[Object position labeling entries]
## BEGIN

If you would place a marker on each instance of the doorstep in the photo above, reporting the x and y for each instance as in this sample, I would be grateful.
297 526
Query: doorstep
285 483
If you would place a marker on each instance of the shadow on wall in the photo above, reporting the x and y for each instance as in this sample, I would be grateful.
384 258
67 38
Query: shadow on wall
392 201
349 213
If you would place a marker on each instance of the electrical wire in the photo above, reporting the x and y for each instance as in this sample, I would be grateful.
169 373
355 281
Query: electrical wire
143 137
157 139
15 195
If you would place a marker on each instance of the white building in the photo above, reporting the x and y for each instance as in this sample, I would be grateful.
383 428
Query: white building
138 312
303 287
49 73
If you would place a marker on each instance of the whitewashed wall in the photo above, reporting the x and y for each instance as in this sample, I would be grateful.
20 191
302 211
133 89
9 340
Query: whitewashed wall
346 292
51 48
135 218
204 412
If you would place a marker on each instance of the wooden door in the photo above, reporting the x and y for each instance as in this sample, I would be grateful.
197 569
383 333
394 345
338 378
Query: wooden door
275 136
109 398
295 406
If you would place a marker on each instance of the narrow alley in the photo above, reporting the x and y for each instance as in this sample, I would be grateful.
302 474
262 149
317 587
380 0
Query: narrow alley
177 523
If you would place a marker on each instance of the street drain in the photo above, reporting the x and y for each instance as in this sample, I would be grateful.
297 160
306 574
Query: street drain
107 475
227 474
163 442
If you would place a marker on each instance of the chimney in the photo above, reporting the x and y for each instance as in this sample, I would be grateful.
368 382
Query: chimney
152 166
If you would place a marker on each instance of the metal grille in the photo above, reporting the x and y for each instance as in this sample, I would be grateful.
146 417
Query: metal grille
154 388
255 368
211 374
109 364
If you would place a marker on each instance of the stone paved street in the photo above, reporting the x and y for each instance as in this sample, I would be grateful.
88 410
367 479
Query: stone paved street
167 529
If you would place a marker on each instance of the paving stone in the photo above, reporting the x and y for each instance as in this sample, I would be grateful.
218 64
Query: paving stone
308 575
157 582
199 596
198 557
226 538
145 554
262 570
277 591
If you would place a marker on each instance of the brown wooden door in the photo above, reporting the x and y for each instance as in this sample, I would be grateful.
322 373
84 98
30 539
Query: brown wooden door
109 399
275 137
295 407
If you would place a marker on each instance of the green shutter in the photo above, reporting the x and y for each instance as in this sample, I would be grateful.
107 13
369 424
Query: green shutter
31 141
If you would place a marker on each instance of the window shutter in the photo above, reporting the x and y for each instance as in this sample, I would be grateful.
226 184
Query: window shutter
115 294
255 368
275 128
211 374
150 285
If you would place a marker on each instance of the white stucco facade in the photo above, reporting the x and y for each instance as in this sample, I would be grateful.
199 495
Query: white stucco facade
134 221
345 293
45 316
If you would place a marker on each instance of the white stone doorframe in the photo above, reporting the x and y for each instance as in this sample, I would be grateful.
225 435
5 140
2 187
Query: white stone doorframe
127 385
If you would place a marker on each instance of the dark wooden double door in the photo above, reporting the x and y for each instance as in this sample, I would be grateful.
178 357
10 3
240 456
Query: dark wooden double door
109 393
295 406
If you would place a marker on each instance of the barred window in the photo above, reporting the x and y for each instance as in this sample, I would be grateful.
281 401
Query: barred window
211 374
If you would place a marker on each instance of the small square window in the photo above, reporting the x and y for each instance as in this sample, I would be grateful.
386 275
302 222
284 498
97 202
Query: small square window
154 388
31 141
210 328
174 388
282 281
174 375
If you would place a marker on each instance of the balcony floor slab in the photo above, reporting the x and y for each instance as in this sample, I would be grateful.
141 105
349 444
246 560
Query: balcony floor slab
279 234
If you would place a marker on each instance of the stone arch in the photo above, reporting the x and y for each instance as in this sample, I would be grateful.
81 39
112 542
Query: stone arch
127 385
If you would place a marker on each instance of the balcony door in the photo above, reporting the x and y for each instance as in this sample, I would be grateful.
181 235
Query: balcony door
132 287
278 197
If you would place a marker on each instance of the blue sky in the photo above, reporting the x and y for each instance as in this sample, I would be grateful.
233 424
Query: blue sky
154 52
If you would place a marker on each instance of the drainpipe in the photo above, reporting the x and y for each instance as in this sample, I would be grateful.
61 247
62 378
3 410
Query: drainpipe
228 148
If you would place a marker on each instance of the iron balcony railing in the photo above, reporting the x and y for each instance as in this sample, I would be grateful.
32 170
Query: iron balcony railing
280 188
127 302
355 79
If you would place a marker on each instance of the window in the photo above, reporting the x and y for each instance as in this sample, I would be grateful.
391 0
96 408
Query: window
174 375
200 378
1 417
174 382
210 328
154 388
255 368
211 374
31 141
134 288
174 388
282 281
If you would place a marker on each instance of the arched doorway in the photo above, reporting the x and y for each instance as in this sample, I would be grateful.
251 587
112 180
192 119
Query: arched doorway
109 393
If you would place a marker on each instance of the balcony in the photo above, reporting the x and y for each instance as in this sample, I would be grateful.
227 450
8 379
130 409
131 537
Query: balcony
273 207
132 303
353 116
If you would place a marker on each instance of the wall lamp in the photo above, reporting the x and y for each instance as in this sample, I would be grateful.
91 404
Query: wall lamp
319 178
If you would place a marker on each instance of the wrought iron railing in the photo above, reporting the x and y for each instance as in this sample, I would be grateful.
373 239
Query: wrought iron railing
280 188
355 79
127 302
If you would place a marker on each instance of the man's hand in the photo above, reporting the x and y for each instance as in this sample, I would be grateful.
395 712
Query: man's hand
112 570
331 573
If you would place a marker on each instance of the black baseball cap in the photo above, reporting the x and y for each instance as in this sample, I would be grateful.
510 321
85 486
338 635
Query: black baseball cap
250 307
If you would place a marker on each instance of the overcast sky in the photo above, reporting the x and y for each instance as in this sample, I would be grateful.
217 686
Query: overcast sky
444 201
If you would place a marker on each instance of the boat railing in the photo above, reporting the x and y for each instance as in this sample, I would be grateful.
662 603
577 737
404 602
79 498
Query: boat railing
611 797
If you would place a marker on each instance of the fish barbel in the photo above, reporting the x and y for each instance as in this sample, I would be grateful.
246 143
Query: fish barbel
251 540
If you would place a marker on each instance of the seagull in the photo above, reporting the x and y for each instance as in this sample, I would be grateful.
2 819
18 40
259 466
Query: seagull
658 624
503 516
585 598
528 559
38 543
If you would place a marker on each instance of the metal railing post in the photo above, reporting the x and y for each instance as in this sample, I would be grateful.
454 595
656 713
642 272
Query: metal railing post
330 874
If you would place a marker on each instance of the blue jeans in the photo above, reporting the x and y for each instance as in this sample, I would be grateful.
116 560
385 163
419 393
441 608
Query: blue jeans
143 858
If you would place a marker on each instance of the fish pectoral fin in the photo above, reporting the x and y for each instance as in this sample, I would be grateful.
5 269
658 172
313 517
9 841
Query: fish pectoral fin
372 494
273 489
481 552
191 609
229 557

## END

### Written problem
Please restate the records in full, word for word.

### Solution below
If you would place a marker on each instance of the doorstep in the photo above, reporting the x and y for each instance as in this sample, I would be grateful.
297 526
Query: doorstep
285 483
If you would place a marker on each instance of the shadow on wall in the photo above, reporting the x and y for each instance as in this sample, I would be grateful.
384 258
67 38
Query: shadow on wall
392 201
349 213
If you would place a marker on each instance of the electrical wire in the photo above, reporting the x and y for each instance as in this sample, I would be grateful.
169 373
355 281
Query: electrical wire
143 137
157 139
15 195
If you would place a marker on each instance of the white building in the photo above, reporting the x and y for each instance as in this sample, I would be grateful.
383 428
Query: white building
138 312
303 287
49 73
If you would place a marker on each instance of the whitewashed wall in the photo above, reporting the x and y for each instance as in this sample, I would be grateful.
20 191
302 211
133 89
9 340
Query: whitewashed wall
346 292
51 48
135 218
204 412
If you would place a marker on each instance of the wooden door in the photo above, reporting the x and y for each instance as in this sample, I would be grateful.
197 569
383 333
394 345
338 378
Query: wooden door
275 136
109 398
295 406
If you would place a marker on each instance of the narrow alley in the photo above, reporting the x and y for each instance as in this sample, I would be grateful.
302 474
262 149
317 587
380 0
Query: narrow alley
177 523
If you would place a marker on each instance of the street drain in the photo above, reporting the x and y for each instance as in this sample, I would be grateful.
297 160
306 574
Query: street drain
107 475
227 474
163 442
If you would place a marker on each instance of the chimney in the photo above, reporting the x and y for each instance as in this sample, I would be grateful.
368 382
Query: chimney
152 166
If you would place a marker on each instance of the metal grille in the photo above, reporting the x and y for each instance as in this sample, I would be grateful.
146 417
Query: metal grille
154 388
255 368
211 374
109 364
If you would place a marker on each instance of the stone paved street in the photo above, reporting the x and y for each instance as in this sample, I would be grateful.
88 410
367 479
Query: stone paved street
167 529
If you would place a marker on each instance of the paving stone in the photo above, reporting the x and y for each instance as in this sample, I would be grateful.
218 64
Query: paving stone
308 575
157 582
199 596
198 557
226 538
145 554
262 570
277 591
If you would place a marker on each instance of the brown wooden door in the photo above, reporting the x and y for each instance as in this sample, I would be grateful.
322 373
84 98
30 539
Query: brown wooden door
109 399
275 137
295 407
If you would place a marker on each instance of the green shutter in the photo above, reporting the x and y for each instance as in this sample, I would be grateful.
107 13
369 424
Query: green shutter
31 141
If you would place a marker on each instance of the window shutter in the photo above, reporting the x and y for each instance as in this sample, I would be grateful.
226 184
Query: window shutter
115 294
255 368
275 128
211 374
150 285
If you would place a marker on each instance of the white stucco facade in the photo above, reporting the x and y for each instance as in this sample, I would be grateful.
199 495
Query: white stucco facade
134 221
345 293
45 316
If you would place a marker on each instance of the white stone doorframe in the photo above, reporting the x and y for each instance as in this sample, I would be grateful.
225 435
5 140
2 187
Query: white stone doorframe
127 385
If you would place a marker on each instance of the dark wooden double door in the photo above, reporting the x and y for each instance as in this sample, I would be grateful.
178 357
10 3
240 456
Query: dark wooden double door
109 393
295 406
If you would place a marker on each instance of the barred window in the photo above, reporting the x and y for each instance as in this sample, I would be grateful.
281 401
Query: barred window
211 374
If you would place a marker on each instance of the small square window in the photo above, reporting the x and y for each instance as in this sample, I would be grateful.
386 275
302 222
284 498
97 202
Query: small square window
154 388
31 141
210 328
174 388
282 281
174 375
If you would place a marker on each instance of the balcony floor slab in the photo above, reporting the x and y for each instance as in this sample, I would be grateful.
141 105
349 444
246 560
Query: balcony floor slab
279 234
If you would place a marker on each instance of the stone arch in the photo above, reporting the x and y for each instance as in this sample, I would be grateful.
81 39
112 542
Query: stone arch
127 385
If you would place a marker on each instance of the balcony door in the photo above, reporting the x and y for each instance as in this sample, I would be grateful.
181 235
Query: balcony door
132 287
278 197
If you would place a marker on each instance of the blue sky in the photo above, reporting the x and y for each instance as in this sample, I would be grateful.
233 424
Query: blue sky
154 52
If you would place a marker on each instance of the drainpipe in the photo above, reporting the x and y for each instance as in this sample, I would be grateful.
61 247
62 378
3 410
Query: drainpipe
228 148
If you would place a marker on each instance of the iron balcony railing in the photo above, reporting the x and y for each instance as in this sample, I would be grateful.
32 170
Query: iron balcony railing
280 188
127 302
355 79
If you would place a marker on each instance of the window in the photo above, reporting the x and y for each instance as in this sample, I would be grateful.
391 0
96 408
Query: window
174 375
200 378
1 417
174 382
210 328
154 388
255 368
211 374
31 141
134 288
174 388
282 281
If you would place a marker on each instance of the arched doorway in the photo above, reporting the x and y for each instance as in this sample, I would be grateful.
251 587
112 180
192 119
Query: arched doorway
109 393
If you would place a marker on each instance of the balcony in the photo above, reporting the x and y for each instance as in this sample, I would be grateful.
227 450
8 379
130 409
131 537
Query: balcony
273 207
132 303
353 116
If you would place a marker on each instance of the wall lamp in the photo above, reporting the x and y for each instance as in this sample, I would be grateful.
91 404
Query: wall lamp
319 178
If you would place a marker on each instance of the wrought iron railing in the photo above, reporting the x and y for each instance as in this sample, I would be grateful.
373 239
Query: wrought iron railing
280 188
355 79
127 302
If you would place a marker on each instance of the man's hand in the photo above, reporting the x and y for each instance as in this sample, I would be grateful.
395 712
Query: man's hand
112 570
331 573
If you would place a marker on each instance of the black baseball cap in the photo above, reporting the x and y for each instance as in this sample, I would be grateful.
510 321
85 486
338 635
Query: black baseball cap
250 307
If you would place a marker on each instance of the overcast sky in the photo above, reporting the x and y for each instance as in this sample, I would be grateful.
217 686
Query: overcast sky
444 201
If you would place a marker on each instance of the boat railing in the photo above, reporting the x and y for each instance as in this sample, I would be grateful.
662 603
577 737
404 602
79 498
Query: boat railing
611 797
If you would place a marker on each instance of the fish barbel in the photo above, reporting the x and y for each instance as in this sample, I would be grateful.
246 143
Query: fish barbel
251 540
If you would place a marker on each instance of the seagull in the photo above, reporting the x and y for each instance as in this sample, I would be grateful.
2 819
18 40
259 466
Query: seagull
658 624
503 516
585 598
528 559
38 543
If you would place a marker on each instance of the metal railing post in the photo above, reporting the x and y for each instance as in this sample, I would be grateful.
454 595
656 713
642 272
Query: metal railing post
330 874
If you would place a marker on each instance of the blue jeans in the photo above, reporting the x and y for each instance as in this sample, I would be grateful.
116 560
385 163
419 393
441 608
Query: blue jeans
143 858
If you would place a marker on each instance of the fish pectoral fin in the photo above, reporting the x and y for each instance as in this sample, I would be grateful.
5 269
658 172
313 517
9 841
Query: fish pectoral fin
372 494
273 489
481 552
191 609
229 557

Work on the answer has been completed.